理解度チェック »
1 – ページ抜粋のうち、「2016年09月16日」から「総集編」としたいと思います。」までを、両端を含めて一字も変えずに書き写してください。
2 – ページ抜粋について、次の問いに答えよ。
(a) 「んなまtoんきゃーん」が100回目を迎えた連載は何曜日の何日か。
(b) ロベルトソン号の宮古島漂着というテーマで、これまで何か月間航海を続けてきたとあるか。
(c) ロベルトソン号の船長の名前は何か。

ページ抜粋 »
□ □ □ □ □ □ □
2016年09月16日
『続・ロベルトソン号の秘密』 第十七話「総集編」

「んなまtoんきゃーん」が今週火曜(9/13)の連載で目出度く100回を迎えたとのこと、おめでとうございます。この「続ロベ」も、どこまで続けられるかわかりませんが、もうしばらく頑張りたいと思います。数は少ないけどコアな読者の皆様、ゆたしく、うにげーさびら(よろしくお願いします)。
気付けばもう16か月間にわたり、ロベルトソン号の宮古島漂着というひとつのニッチなテーマに関して、延々と航海を続けてきました。船長エドゥアルト・ヘルンスハイムの話だけでなく、当時の時代背景として日本やドイツの歴史、さらにドイツの植民地の話など、あちらこちらに寄り道をしながら、かなり細かいことまで扱って来たので、何だかマニアックでよくわかんない、途中から合流したくても付いて行けない、今さら過去の投稿を読み通すのは面倒、とお感じの方もいるかと思います。そこで今回は、エドゥアルトに関する一連の「秘密」を紹介し終えたことでもありますし、今までの16回の連載内容をざっくり理解できるよう、これまでに出てきた様々な用語を簡潔に説明していく「総集編」としたいと思います。
□ □ □ □ □ □ □
提供データ »
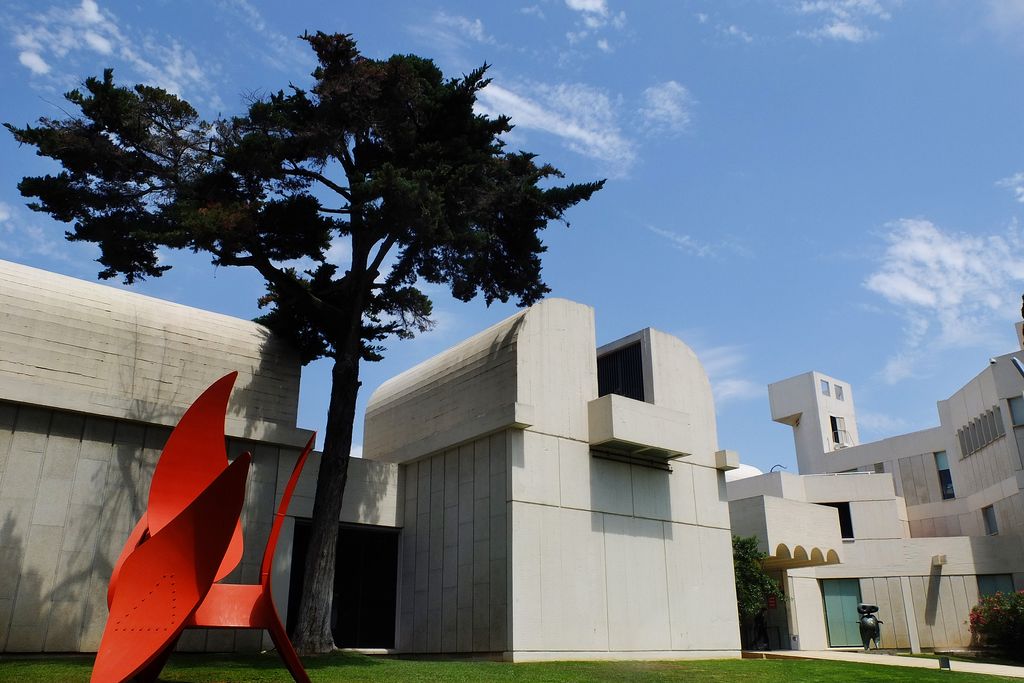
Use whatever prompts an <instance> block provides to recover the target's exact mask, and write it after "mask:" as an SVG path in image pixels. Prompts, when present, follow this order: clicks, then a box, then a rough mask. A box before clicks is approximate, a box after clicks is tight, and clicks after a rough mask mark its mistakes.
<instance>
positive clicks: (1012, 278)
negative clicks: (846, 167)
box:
□ □ □ □ □ □ □
解答 »
1 –
2016年09月16日
『続・ロベルトソン号の秘密』 第十七話「総集編」

「んなまtoんきゃーん」が今週火曜(9/13)の連載で目出度く100回を迎えたとのこと、おめでとうございます。この「続ロベ」も、どこまで続けられるかわかりませんが、もうしばらく頑張りたいと思います。数は少ないけどコアな読者の皆様、ゆたしく、うにげーさびら(よろしくお願いします)。
気付けばもう16か月間にわたり、ロベルトソン号の宮古島漂着というひとつのニッチなテーマに関して、延々と航海を続けてきました。船長エドゥアルト・ヘルンスハイムの話だけでなく、当時の時代背景として日本やドイツの歴史、さらにドイツの植民地の話など、あちらこちらに寄り道をしながら、かなり細かいことまで扱って来たので、何だかマニアックでよくわかんない、途中から合流したくても付いて行けない、今さら過去の投稿を読み通すのは面倒、とお感じの方もいるかと思います。そこで今回は、エドゥアルトに関する一連の「秘密」を紹介し終えたことでもありますし、今までの16回の連載内容をざっくり理解できるよう、これまでに出てきた様々な用語を簡潔に説明していく「総集編」としたいと思います。

2 –
(a) 火曜日、9月13日
(b) 16か月間
(c) エドゥアルト・ヘルンスハイム